▸ **Work instructions**
The expected response is the full set of records, unchanged.

▸ **The data**
___

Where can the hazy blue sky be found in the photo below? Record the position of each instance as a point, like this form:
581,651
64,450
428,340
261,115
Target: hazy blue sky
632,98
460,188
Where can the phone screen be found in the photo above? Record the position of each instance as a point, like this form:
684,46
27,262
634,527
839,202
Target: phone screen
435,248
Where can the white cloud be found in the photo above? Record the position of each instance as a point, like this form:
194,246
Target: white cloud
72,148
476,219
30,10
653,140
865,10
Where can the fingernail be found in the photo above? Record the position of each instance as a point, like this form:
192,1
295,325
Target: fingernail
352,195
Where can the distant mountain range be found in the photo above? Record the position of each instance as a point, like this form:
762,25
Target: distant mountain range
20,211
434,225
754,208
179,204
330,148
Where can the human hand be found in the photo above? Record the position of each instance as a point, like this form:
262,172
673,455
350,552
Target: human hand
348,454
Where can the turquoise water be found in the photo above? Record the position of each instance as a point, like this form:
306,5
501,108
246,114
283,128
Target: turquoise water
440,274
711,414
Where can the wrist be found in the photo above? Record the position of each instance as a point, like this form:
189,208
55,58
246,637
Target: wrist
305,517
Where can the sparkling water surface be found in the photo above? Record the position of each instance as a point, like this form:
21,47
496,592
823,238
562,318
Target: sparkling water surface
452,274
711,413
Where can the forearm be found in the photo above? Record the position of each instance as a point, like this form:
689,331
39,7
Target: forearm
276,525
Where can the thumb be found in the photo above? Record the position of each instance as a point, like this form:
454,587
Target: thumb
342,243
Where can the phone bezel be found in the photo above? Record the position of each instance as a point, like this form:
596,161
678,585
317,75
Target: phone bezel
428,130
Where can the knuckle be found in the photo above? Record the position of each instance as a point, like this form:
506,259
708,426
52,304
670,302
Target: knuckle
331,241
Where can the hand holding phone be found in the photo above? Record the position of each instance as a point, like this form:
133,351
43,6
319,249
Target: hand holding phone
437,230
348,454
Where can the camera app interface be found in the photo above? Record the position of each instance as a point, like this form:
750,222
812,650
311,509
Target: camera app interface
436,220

___

▸ **Exercise response**
Where can the hazy blue sky be found in the photo below? Record the position of each instance as a point, like this form:
581,651
64,450
428,340
261,115
Target: hazy blue sky
632,98
460,188
Where can the phone screen be found in the photo above? Record the position of each instance as a point, like this form:
684,46
27,262
634,527
839,202
Target: phone screen
435,248
Where can the white cloud be found in the photo above? Record the position of each instance as a point, like this form:
194,246
Target: white cloud
72,148
476,219
30,10
653,140
865,10
Where can the fingernail be found in the photo above? Record the position of each instance as a point, like this form:
192,1
295,325
Target: fingernail
352,195
Where can the distant mountain range be found in the photo above? Record the position of each instance as a point, like this form:
762,25
Target: distant mountain range
20,211
434,225
754,208
179,204
330,148
Where can the human hand be found in the photo above? Record the position of each instance as a point, like this form:
262,172
673,455
350,552
Target: human hand
348,454
Where can the turquoise water be found in the photo above? Record the position of each instance as a point, like this form:
306,5
501,108
246,114
283,128
Target: turquoise water
440,274
711,414
Where can the wrist be found in the photo above? Record the position of each instance as a point, like this form:
189,208
55,58
246,637
Target: wrist
305,517
Where can the sparkling water surface be found in the photo above? Record the position of each instance as a point, like this form:
21,47
496,592
823,238
562,318
Target: sparkling water surface
452,274
711,413
Where can the forearm be found in the photo above? Record the position of each instance as a point, like this form:
689,331
39,7
Target: forearm
276,525
Where can the thumb be found in the photo above? Record the position of each instance as a point, like this form:
454,587
Target: thumb
342,243
Where can the phone bezel be found in the photo above? Record the position of each instance as a point, like this form:
596,161
678,585
317,75
Target: phone bezel
428,130
Where can the knuckle be found in the photo above? Record the position of each instance as a point, like this form:
506,259
708,426
52,304
670,302
Target: knuckle
331,241
Where can the hand holding phone be found in the photo above? Record the position of each instance as a point, like this form:
133,351
43,6
319,249
Target: hand holding phone
437,230
348,454
Where can the camera app interface be found in the photo above? Record the position of each instance as a point, like this form:
750,222
812,650
311,509
Target: camera app interface
436,220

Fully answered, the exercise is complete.